-- Given text --
══════════

But then we went to college and were confronted with a solid theologian biblical spiritual emphasis week preacher (thanks Clayton King) who shattered our dreams by informing us that God doesn’t have a husband/wife for us, doesn’t have a plan for whom we marry. NOT TRUE I scolded the speaker in my head attacking him with the full force of Jeremiah 29:11 that God “knows the plans he has for me, plans to prosper me and not to harm me, plans to give me a hope and a future,” and obviously that means a hot Christian wife because God “delights in giving me the desires of my heart.”
He slammed through my horrible (yet popular) biblical abuse by reminding me that the first verse applied to the people of Israel in regards to a specific time and just didn’t even dignify my horrible abuse of the second verse with a rebuttal. Nope, he said, a wife is not only not a biblical promise, it is also not a specific element of God’s “plan for my life.” God’s plan is for us to be made more holy, more like Christ… not marry a certain person. (This advice can also be used when individuals ask what college God wants them to go to, accompanied by, “God doesn’t want you to be an idiot, so go somewhere you will learn.”)

══════════

-- Set task 1 --
In the passage on God's plan and marriage, to whom did the preacher say the verse from Jeremiah 29:11 applied?
-- Set task 2 --
Carry on the passage on God's plan and marriage from the point where it ends.
The data that follows is not needed here.

-- Dataset rows --
══════════

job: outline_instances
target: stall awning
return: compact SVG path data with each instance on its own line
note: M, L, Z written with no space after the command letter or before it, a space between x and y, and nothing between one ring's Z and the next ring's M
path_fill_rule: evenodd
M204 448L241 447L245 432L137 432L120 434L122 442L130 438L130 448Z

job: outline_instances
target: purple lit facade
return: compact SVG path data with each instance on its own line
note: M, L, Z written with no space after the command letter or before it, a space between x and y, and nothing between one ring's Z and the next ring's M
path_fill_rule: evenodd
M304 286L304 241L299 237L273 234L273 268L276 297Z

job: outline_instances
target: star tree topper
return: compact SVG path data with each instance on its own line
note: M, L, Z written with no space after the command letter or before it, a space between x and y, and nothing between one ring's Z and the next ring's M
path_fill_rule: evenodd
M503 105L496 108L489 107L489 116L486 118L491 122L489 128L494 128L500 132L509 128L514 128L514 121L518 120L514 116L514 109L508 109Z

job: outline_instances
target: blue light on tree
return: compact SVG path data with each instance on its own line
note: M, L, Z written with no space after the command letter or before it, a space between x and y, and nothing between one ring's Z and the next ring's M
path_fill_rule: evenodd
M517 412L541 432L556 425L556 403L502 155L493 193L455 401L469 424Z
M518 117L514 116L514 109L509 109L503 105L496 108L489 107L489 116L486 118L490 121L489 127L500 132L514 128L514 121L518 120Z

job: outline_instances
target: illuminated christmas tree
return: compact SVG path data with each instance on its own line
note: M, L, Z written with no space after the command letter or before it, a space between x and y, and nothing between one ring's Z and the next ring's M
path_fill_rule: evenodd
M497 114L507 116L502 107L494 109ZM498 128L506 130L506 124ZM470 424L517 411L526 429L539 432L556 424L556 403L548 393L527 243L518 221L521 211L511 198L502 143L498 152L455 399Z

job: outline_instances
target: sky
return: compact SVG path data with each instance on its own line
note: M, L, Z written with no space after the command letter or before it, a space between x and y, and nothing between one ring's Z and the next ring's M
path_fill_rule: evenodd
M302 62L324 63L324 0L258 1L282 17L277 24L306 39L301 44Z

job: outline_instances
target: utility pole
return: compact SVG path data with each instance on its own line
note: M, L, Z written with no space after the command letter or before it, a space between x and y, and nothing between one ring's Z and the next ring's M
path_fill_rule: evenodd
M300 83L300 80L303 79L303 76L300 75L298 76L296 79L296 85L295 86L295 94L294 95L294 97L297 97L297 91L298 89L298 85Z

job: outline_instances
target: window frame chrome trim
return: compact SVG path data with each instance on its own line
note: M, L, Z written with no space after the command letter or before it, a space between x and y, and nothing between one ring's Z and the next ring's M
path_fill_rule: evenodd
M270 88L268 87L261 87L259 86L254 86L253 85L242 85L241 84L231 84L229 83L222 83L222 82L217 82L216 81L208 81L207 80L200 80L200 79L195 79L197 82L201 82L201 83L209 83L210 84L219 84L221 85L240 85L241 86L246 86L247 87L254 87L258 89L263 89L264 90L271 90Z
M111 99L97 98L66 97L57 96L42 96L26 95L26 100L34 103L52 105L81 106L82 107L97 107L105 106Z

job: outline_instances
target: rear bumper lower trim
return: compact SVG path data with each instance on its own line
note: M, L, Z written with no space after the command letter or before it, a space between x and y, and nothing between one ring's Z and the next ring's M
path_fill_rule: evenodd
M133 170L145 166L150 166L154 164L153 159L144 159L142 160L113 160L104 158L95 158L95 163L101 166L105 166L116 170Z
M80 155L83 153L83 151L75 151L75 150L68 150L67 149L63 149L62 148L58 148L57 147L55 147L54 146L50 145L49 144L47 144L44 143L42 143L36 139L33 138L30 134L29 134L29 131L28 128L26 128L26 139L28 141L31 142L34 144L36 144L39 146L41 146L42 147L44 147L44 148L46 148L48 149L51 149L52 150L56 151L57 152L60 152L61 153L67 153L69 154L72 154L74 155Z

══════════

-- Task answer 1 --
It applied to the people of Israel in regards to a specific time.

-- Task answer 2 --
There is no biblical basis to indicate that God has one soul mate for you to find and marry. You could have a great marriage with any number of compatible people. There is no ONE PERSON for you. But once you marry someone, that person becomes your one person. As for compatibility, all that really matters is that she loves the lord, makes you laugh, and was someone to whom you were attracted. The rest is frosting.
This is profoundly unromantic advice. We love to hear of people who “just can’t help who they love,” or people who “fall in love,” or “find the one person meant for them.” Even within the Christian circle, we love to talk about how God “had someone” for someone else for all of time. But what happens to these people when the unstoppable and uncontrollable force that prompted them to start loving, lets them stop loving, or love someone else? What happens is a world where most marriages end in divorce, and even those that don’t are often unhappy.
My marriage is not based on a set of choices over which I had no control. It is based on a daily choice to love this woman, this wife that I chose out of many people that I could have chosen to love (in theory, don’t imagine that many others were lined up and knocking at the door). She is not some elusive soul mate, not some divine fulfillment, not some perfect step on the rigorously laid out but o so secret “Plan for My Life.”
But she is the person that I chose to ask out in college. She is the one who stayed beside me when everyone told us we shouldn’t be together. She is the one who agreed to travel the world with me and be involved in ministry. She is the person who agreed to marry me. At any step here, we could have made other choices and you know what? We might have married other people, or stayed single, and had happy and full lives.
But now I delight in choosing to love her every day.
I like it better this way, with the pressure on me and not on fate, cosmos, or divinity. I will not fall out of love, cannot fall out of love, because I willingly dived in and I’m choosing daily to stay in. This is my joyous task, my daily decision. This is my marriage.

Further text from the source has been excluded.